**Stated task**
Repeat each line exactly as it is written.

**Data for processing**

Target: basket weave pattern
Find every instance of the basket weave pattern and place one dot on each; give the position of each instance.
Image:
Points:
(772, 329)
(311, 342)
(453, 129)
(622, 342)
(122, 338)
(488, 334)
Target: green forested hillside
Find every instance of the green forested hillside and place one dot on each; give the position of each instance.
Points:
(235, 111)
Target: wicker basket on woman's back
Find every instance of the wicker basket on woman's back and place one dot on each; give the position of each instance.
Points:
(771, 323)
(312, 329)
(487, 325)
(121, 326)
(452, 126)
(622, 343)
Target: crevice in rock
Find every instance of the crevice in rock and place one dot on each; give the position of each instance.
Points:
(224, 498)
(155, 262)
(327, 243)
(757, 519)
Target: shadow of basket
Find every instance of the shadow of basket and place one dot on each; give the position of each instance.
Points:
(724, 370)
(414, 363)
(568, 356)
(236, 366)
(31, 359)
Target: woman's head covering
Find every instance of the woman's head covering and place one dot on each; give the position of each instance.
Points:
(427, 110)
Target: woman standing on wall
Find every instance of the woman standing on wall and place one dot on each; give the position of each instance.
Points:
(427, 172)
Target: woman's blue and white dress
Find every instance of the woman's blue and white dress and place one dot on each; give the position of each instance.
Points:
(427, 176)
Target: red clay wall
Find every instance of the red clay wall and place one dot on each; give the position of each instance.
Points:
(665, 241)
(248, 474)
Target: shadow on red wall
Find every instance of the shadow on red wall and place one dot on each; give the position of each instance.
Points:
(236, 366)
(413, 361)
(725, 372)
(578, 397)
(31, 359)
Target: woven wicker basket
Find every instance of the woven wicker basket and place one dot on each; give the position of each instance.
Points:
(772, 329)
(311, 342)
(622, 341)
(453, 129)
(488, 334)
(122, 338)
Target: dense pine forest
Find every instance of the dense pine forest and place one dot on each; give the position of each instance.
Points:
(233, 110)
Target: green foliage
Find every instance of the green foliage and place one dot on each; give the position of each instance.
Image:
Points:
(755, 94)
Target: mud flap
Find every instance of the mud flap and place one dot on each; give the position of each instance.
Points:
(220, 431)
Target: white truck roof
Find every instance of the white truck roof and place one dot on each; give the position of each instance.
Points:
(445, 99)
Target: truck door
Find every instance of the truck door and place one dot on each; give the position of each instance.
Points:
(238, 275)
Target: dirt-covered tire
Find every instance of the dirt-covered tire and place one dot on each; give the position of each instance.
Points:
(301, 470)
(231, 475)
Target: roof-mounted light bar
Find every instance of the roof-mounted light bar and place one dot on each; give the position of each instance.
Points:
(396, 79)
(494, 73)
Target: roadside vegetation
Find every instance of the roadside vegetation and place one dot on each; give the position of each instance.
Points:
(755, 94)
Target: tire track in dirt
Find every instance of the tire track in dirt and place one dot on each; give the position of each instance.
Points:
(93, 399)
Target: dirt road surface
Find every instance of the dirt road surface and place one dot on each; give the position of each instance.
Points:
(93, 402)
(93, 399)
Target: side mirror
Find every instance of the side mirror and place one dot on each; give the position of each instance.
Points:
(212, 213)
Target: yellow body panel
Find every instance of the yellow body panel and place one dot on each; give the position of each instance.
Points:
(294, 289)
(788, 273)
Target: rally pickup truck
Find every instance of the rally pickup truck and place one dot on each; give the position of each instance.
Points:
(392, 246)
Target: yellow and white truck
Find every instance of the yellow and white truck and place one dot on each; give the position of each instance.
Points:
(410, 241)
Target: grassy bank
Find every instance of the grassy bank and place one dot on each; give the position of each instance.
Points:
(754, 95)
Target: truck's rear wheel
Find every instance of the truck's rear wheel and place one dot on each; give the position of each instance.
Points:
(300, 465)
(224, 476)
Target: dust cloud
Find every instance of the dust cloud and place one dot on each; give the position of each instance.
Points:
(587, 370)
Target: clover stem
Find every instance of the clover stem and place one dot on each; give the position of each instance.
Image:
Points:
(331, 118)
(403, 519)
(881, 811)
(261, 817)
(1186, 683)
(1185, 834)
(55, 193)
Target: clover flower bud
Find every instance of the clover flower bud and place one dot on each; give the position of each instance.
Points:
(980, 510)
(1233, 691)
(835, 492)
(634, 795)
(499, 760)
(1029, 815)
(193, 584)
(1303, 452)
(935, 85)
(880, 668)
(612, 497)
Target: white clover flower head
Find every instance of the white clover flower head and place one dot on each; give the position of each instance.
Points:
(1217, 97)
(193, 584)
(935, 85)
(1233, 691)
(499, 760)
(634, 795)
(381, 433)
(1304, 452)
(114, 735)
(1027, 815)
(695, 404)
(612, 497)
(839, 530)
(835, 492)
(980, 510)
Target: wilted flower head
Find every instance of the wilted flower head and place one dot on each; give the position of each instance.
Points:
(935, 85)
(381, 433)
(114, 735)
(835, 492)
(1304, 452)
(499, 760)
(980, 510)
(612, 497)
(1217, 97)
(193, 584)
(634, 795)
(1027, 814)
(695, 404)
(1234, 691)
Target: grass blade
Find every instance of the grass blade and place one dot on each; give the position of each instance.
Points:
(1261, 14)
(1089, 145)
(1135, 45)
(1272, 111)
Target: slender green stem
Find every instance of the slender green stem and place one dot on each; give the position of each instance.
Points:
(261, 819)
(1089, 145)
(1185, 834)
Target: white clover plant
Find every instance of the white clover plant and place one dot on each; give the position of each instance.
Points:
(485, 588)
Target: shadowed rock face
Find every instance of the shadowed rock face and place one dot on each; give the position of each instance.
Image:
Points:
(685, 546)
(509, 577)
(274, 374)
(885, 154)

**Finished task**
Target: basket weave pattern
Find every instance of the basket weave pattern and place one dot on each; give the position of each instance.
Image:
Points:
(772, 329)
(311, 342)
(453, 129)
(622, 342)
(122, 338)
(488, 334)
Target: green forested hillside
Find every instance of the green forested hillside and place one dot on each; give the position of each instance.
Points:
(235, 111)
Target: wicker basket on woman's back
Find every instance of the wicker basket on woman's back and place one dot on each; give the position of each instance.
Points:
(771, 323)
(312, 329)
(487, 325)
(121, 326)
(452, 126)
(622, 343)
Target: crevice in rock
Find every instance of the crevice in rock and place one dot on each; give the position of each instance.
Points:
(224, 498)
(155, 262)
(327, 243)
(757, 519)
Target: shadow of basket
Find every instance of the shadow of basket and place one dot on each; give the position of each instance.
Points:
(724, 370)
(414, 363)
(568, 356)
(236, 366)
(31, 359)
Target: woman's head covering
Find every instance of the woman's head covering and place one dot on each; give the position of each instance.
Points:
(427, 110)
Target: woman standing on wall
Find every instance of the woman standing on wall and place one dot on each; give the position of each instance.
Points:
(427, 172)
Target: woman's blue and white dress
Find every instance of the woman's blue and white dress and place one dot on each; give the position of each instance.
Points:
(427, 176)
Target: red clay wall
Find every instance of the red clay wall and place one dot on each; give the position of each instance.
Points:
(665, 241)
(248, 474)
Target: shadow on red wall
Find every instance of the shadow on red wall and place one dot on each; give the position of each instance.
Points:
(236, 366)
(413, 361)
(725, 372)
(578, 397)
(31, 359)
Target: woven wicker basket
Find every instance of the woven wicker basket and place one dot on each; give the position of each instance.
Points:
(772, 329)
(311, 342)
(622, 341)
(453, 129)
(488, 334)
(122, 338)
Target: dense pine forest
Find every instance of the dense pine forest and place one dot on each; give the position of each instance.
Points:
(233, 110)
Target: green foliage
Find every instance of the green foliage and place one dot on each; give the position of each instance.
Image:
Points:
(755, 94)
Target: mud flap
Find every instance of the mud flap and place one dot on each; give the position of each instance.
Points:
(220, 431)
Target: white truck roof
Find every instance of the white truck roof and place one dot on each; give the position of each instance.
Points:
(445, 99)
Target: truck door
Find every instance of the truck door and place one dot on each; give the position of each instance.
Points:
(238, 275)
Target: dirt-covered tire
Find every instance of the dirt-covered tire and place one dot on each; give the position of each instance.
Points:
(301, 470)
(231, 475)
Target: roof-mounted light bar
Find every instance of the roof-mounted light bar and place one dot on each; give the position of each instance.
Points:
(396, 79)
(494, 73)
Target: roadside vegetation
Find every instance of the roadside vegetation and place one dot on each; give the position of each instance.
Points:
(755, 94)
Target: tire track in dirt
Find every instance of the tire track in dirt and place one dot on each; give the position of each instance.
Points:
(93, 399)
Target: dirt road surface
Find every instance of the dirt road surface and place one dot on each; give the position of each instance.
Points:
(93, 402)
(93, 399)
Target: side mirror
Find every instance of the side mirror and place one dot on each; give the position of each instance.
Points:
(212, 213)
Target: yellow body panel
Find every instance of the yellow body panel and place one dot on each; give the position of each instance.
Points:
(294, 289)
(788, 273)
Target: rally pickup truck
Find every instance of the rally pickup truck and place one dot on each; give the position of each instance.
Points:
(392, 246)
Target: yellow and white truck
Find every instance of the yellow and white truck and place one dot on each; give the position of each instance.
Points:
(410, 241)
Target: grassy bank
Find every instance of the grassy bank and place one dot on each; give the position of each instance.
Points:
(754, 95)
Target: truck's rear wheel
Find every instance of the truck's rear wheel and place one dot on each; give the position of each instance.
Points:
(300, 465)
(224, 476)
Target: dust cloud
Find every instance of the dust cloud and place one dot on each; give the position of each instance.
Points:
(587, 370)
Target: clover stem
Find every instance of the clover stem and place one dot on each; give the position of each instance.
Image:
Points:
(331, 118)
(403, 519)
(881, 811)
(261, 817)
(1186, 683)
(1185, 834)
(55, 193)
Target: clover flower bud
Find every instance of the clover flower bud and place one dot on each; give the position of each instance.
Points:
(980, 510)
(1233, 691)
(835, 492)
(634, 795)
(499, 760)
(1029, 815)
(193, 584)
(1303, 452)
(935, 85)
(880, 668)
(612, 497)
Target: white clover flower head
Find every instance of the white clover flower head and place one dot on each; give the position of each instance.
Points:
(1217, 97)
(193, 584)
(935, 85)
(1233, 691)
(499, 760)
(634, 795)
(381, 433)
(1304, 452)
(114, 735)
(1027, 815)
(695, 404)
(612, 497)
(839, 530)
(835, 492)
(980, 510)
Target: wilted flower head
Find every instance of the wilted flower head and place one dot on each; give the position of each instance.
Points:
(935, 85)
(381, 433)
(114, 735)
(835, 492)
(1304, 452)
(499, 760)
(980, 510)
(612, 497)
(1217, 97)
(193, 584)
(634, 795)
(1027, 814)
(695, 404)
(1234, 691)
Target: grass blade
Find every instance of the grass blade and place one dot on each; give the position of each instance.
Points:
(1261, 14)
(1089, 145)
(1135, 45)
(1272, 111)
Target: slender green stem
Find every instance of the slender green stem and place one dot on each; give the position of each instance.
Points:
(261, 819)
(1089, 145)
(1185, 834)
Target: white clover plant
Find every instance of the white clover plant and place one dot on each; give the position of each instance.
Points:
(485, 588)
Target: shadowed rock face
Find every instance of the shadowed rock face and place one dot on each; give the position of each instance.
Image:
Points:
(685, 546)
(509, 577)
(274, 374)
(885, 154)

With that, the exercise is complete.